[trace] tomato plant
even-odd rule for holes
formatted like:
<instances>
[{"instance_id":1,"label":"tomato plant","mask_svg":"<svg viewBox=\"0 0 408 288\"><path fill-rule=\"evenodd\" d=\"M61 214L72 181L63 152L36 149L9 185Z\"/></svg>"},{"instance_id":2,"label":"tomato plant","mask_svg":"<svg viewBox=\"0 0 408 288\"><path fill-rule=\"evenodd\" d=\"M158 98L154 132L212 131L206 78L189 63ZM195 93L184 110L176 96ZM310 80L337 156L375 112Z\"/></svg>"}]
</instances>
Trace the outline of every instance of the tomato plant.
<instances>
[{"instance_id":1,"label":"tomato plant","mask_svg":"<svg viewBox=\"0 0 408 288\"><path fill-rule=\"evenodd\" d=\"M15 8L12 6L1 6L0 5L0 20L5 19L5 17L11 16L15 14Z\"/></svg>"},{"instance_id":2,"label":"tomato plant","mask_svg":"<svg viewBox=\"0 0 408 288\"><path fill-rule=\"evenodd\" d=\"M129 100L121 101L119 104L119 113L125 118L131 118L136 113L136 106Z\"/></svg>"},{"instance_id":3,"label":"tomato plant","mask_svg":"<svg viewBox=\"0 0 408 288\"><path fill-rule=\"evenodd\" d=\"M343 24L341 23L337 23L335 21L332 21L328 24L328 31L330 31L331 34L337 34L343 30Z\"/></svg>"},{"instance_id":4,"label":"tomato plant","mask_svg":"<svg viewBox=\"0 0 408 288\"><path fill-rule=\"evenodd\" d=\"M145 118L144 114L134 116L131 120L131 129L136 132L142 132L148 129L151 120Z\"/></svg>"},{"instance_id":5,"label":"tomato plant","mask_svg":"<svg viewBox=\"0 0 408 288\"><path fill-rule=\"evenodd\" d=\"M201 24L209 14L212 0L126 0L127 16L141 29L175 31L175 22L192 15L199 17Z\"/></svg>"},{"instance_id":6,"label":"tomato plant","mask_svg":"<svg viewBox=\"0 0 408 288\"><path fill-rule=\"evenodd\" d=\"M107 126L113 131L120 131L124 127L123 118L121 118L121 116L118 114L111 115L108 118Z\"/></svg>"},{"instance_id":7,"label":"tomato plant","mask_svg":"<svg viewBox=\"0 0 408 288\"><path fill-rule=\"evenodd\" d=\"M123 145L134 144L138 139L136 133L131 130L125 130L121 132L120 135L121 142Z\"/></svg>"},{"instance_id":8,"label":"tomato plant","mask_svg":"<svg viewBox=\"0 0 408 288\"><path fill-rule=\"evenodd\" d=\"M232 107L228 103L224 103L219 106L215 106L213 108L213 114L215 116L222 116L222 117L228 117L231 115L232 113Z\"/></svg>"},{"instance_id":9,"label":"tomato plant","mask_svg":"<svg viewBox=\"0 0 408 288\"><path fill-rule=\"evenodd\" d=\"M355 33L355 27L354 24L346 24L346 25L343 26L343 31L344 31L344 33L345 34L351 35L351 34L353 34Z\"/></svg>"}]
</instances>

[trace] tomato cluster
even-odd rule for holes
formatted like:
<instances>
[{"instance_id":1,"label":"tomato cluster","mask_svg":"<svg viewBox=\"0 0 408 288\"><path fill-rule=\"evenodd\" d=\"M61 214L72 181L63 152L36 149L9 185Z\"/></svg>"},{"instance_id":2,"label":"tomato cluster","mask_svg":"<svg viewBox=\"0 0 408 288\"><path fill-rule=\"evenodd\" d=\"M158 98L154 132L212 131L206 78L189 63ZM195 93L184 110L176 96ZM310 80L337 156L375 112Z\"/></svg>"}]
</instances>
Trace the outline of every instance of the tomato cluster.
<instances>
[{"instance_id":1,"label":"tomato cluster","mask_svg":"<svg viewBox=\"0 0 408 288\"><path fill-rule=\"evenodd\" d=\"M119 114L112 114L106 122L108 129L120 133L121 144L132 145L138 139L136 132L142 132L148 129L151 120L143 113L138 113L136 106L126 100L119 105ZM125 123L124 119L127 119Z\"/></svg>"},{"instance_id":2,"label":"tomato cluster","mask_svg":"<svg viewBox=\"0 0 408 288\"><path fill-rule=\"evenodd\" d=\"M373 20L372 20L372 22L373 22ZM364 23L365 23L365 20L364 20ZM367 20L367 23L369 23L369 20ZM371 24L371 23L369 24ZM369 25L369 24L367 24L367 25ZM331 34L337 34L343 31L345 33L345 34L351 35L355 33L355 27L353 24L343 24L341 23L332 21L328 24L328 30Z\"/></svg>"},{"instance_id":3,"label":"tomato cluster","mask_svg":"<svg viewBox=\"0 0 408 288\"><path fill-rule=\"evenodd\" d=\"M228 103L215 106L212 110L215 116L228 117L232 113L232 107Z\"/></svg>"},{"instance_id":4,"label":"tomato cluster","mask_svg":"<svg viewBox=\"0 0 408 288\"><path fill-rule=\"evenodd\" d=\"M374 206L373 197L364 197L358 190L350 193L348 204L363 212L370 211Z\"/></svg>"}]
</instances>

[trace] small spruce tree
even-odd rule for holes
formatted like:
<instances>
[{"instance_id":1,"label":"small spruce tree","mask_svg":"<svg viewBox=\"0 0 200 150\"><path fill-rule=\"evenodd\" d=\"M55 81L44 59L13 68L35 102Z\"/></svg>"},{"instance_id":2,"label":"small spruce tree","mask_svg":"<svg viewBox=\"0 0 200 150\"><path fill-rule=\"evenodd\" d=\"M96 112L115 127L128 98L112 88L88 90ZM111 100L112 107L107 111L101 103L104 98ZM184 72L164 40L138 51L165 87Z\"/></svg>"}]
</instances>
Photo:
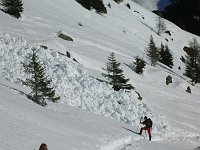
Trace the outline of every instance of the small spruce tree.
<instances>
[{"instance_id":1,"label":"small spruce tree","mask_svg":"<svg viewBox=\"0 0 200 150\"><path fill-rule=\"evenodd\" d=\"M197 39L189 42L190 51L186 52L185 73L191 79L192 84L200 83L200 44Z\"/></svg>"},{"instance_id":2,"label":"small spruce tree","mask_svg":"<svg viewBox=\"0 0 200 150\"><path fill-rule=\"evenodd\" d=\"M145 51L146 51L147 57L150 60L151 65L155 66L157 64L157 61L159 60L159 53L154 43L152 35L150 36L150 42L148 44L148 48L146 48Z\"/></svg>"},{"instance_id":3,"label":"small spruce tree","mask_svg":"<svg viewBox=\"0 0 200 150\"><path fill-rule=\"evenodd\" d=\"M167 44L164 46L161 43L159 55L160 55L159 61L161 63L165 64L166 66L168 66L170 68L172 68L174 66L173 56L172 56L172 53L170 52L170 49Z\"/></svg>"},{"instance_id":4,"label":"small spruce tree","mask_svg":"<svg viewBox=\"0 0 200 150\"><path fill-rule=\"evenodd\" d=\"M120 63L117 62L115 54L113 52L108 57L106 69L104 70L107 71L107 74L102 73L102 75L108 79L108 82L113 86L113 89L115 91L119 91L120 89L134 89L131 84L127 84L130 79L126 79L124 77L123 70L120 68Z\"/></svg>"},{"instance_id":5,"label":"small spruce tree","mask_svg":"<svg viewBox=\"0 0 200 150\"><path fill-rule=\"evenodd\" d=\"M162 18L162 14L159 12L156 24L157 34L161 35L166 30L165 20Z\"/></svg>"},{"instance_id":6,"label":"small spruce tree","mask_svg":"<svg viewBox=\"0 0 200 150\"><path fill-rule=\"evenodd\" d=\"M143 74L143 69L145 65L145 61L142 58L140 58L139 56L135 57L135 60L133 61L133 66L136 73Z\"/></svg>"},{"instance_id":7,"label":"small spruce tree","mask_svg":"<svg viewBox=\"0 0 200 150\"><path fill-rule=\"evenodd\" d=\"M30 78L22 81L24 85L32 89L27 97L41 106L47 105L46 100L57 102L60 97L55 96L55 90L51 87L52 80L45 75L45 67L39 61L35 48L28 54L27 60L28 64L22 63L24 72L30 75Z\"/></svg>"},{"instance_id":8,"label":"small spruce tree","mask_svg":"<svg viewBox=\"0 0 200 150\"><path fill-rule=\"evenodd\" d=\"M24 10L22 0L1 0L1 4L3 6L3 12L15 18L21 17L21 13Z\"/></svg>"}]
</instances>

===============

자료에서 "[trace] tomato cluster" 문구가 있는 줄부터 "Trace the outline of every instance of the tomato cluster." 문구가 있는 줄까지, 양 끝 줄도 넣어서 똑같이 다시 적어 주세요.

[trace] tomato cluster
even-odd rule for holes
formatted like:
<instances>
[{"instance_id":1,"label":"tomato cluster","mask_svg":"<svg viewBox=\"0 0 408 288\"><path fill-rule=\"evenodd\" d=\"M61 214L72 181L63 152L36 149L9 185Z\"/></svg>"},{"instance_id":2,"label":"tomato cluster","mask_svg":"<svg viewBox=\"0 0 408 288\"><path fill-rule=\"evenodd\" d=\"M158 98L154 132L212 131L206 78L189 63ZM195 93L184 110L176 96ZM310 80L337 156L375 112Z\"/></svg>"}]
</instances>
Trace the outline of every instance of the tomato cluster.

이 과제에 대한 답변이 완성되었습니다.